EXERCISE TASK >> Print out each entry below exactly, please.

SUPPLIED RECORDS >>

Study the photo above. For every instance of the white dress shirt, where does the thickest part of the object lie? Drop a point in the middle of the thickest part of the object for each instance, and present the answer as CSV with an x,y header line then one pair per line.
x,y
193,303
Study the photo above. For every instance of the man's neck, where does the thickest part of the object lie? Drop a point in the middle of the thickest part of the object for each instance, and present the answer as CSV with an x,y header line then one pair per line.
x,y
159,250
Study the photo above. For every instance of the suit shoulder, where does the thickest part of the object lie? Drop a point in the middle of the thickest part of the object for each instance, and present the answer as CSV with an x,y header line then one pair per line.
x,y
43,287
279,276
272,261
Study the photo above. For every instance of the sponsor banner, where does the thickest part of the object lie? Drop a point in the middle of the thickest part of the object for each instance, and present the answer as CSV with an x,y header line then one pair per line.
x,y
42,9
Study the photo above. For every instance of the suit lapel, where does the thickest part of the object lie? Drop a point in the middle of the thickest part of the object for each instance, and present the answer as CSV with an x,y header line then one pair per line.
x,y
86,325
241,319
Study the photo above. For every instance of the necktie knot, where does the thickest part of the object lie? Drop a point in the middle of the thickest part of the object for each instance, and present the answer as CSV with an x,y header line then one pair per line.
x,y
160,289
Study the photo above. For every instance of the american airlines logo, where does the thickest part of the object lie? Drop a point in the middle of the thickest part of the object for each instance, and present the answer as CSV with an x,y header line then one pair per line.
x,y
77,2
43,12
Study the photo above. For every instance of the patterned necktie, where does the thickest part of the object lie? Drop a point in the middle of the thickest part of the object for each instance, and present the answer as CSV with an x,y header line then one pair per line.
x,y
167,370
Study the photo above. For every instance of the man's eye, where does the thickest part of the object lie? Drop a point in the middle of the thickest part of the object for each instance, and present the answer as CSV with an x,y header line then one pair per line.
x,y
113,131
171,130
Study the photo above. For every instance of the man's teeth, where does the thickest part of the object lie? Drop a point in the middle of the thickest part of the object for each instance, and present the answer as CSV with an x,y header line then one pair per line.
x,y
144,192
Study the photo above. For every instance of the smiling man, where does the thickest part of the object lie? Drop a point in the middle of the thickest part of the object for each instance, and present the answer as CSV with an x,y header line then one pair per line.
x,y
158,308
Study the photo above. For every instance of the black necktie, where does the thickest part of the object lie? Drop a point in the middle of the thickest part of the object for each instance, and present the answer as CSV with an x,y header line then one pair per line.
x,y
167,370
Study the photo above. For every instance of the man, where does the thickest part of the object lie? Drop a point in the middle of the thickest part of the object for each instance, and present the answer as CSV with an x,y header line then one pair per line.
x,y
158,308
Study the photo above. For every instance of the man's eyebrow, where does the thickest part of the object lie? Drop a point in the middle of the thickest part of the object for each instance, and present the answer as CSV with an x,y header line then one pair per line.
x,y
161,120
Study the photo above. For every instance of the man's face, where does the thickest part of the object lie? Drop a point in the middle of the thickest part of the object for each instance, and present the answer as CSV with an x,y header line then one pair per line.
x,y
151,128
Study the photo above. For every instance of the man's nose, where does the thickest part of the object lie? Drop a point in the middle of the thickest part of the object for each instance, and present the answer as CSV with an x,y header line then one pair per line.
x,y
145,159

WRITTEN ANSWER >>
Study the photo above. For every instance of the white dress shirt, where does the thickest part of the object lie? Drop a point in the middle of the thickest part of the object for each instance, and present the answer as CSV with an x,y header line then one pair per line.
x,y
193,303
Study the photo above. For every instance of the man's neck, where does the thickest part of the object lie? Drop a point in the middle of the thickest part of the object for each instance, and present the answer as CSV with an x,y header line then one pair per line.
x,y
159,250
Study the photo above. For every instance of the suit shoulder, where does the thickest part of the object lie? Drop a point in the middle of the thickest part of the object for each instance, and present the answer as CSV with an x,y header line then one pair per line.
x,y
43,287
279,276
272,261
Study the photo above. For every instance of the sponsor banner, where does the thickest part of the object lie? Drop a point in the middle of the thickest part of the object for each instance, and present the answer as CSV with an x,y header line then one pair per line.
x,y
42,9
Study the photo above. For every instance of the suit lapel, where does the thickest part of the object lie? Drop a point in the middle of the thickest part of the object for each instance, and present the answer as CSV with an x,y header line then one pair per line.
x,y
86,325
241,319
Study the photo above. For every instance of the necktie knot, where does the thickest part of the object lie? Drop a point in the middle of the thickest part of the object for each instance, and present the answer as CSV with an x,y header line then one pair per line.
x,y
160,289
Study the photo above. For every instance of the american airlines logo, where does the thickest part of the object lie? Drop a point in the middle of the thickest part of the object for each instance, and present the answer as CSV with an x,y header line then one pair per line.
x,y
77,2
43,12
Study the photo above. For every instance of the patterned necktie, where does the thickest part of the object lie? Drop a point in the middle of the thickest part of the object for each instance, and present the answer as CSV with an x,y header line then one pair per line.
x,y
167,370
Study the photo above. For every instance of the man's eye, where does the thickest part of the object lie? Drop a point in the middle of the thickest part of the object for each instance, and present the answer as CSV with an x,y header line then one pair per line.
x,y
113,131
171,130
Study the photo above. For every instance of the man's teeth, where does the thickest part of the object lie? Drop a point in the middle of the thickest part of the object for each instance, and present the answer as CSV with an x,y header line then one pair per line.
x,y
144,192
Study the photo above. For every instance of the smiling man, where does the thickest part of the object lie? Drop a point in the middle of the thickest part of the object for each instance, and present the answer as CSV with an x,y header line then one pair per line.
x,y
158,308
Study the photo above. For every instance of the black necktie, where does the thickest part of the object lie? Drop a point in the middle of the thickest part of the object for each instance, and present the answer as CSV with an x,y header line then one pair per line.
x,y
167,370
Study the photo above. For every instance of the man, where does the thickest part of the object lie? Drop a point in the middle of the thickest part of the object for each instance, and present the answer as CSV with an x,y header line then one pair per line.
x,y
158,308
Study the photo above. For every instance of the man's eyebrow, where does the thickest part of the object lie? Drop a point in the middle of the thickest part of the object for each instance, and present the answer as CSV with an x,y header line then one pair per line.
x,y
161,120
Study the photo above. For every instance of the man's face, where does the thickest part of the object lie? Drop a point in the middle of the thickest part of the object for each instance, and present the answer as CSV with an x,y header line then one pair per line.
x,y
151,128
Study the photo above. For every instance of the man's nose, where does the thickest part of the object lie? Drop a point in the middle of the thickest part of the object for each instance, and present the answer as CSV with an x,y header line then one pair per line.
x,y
145,159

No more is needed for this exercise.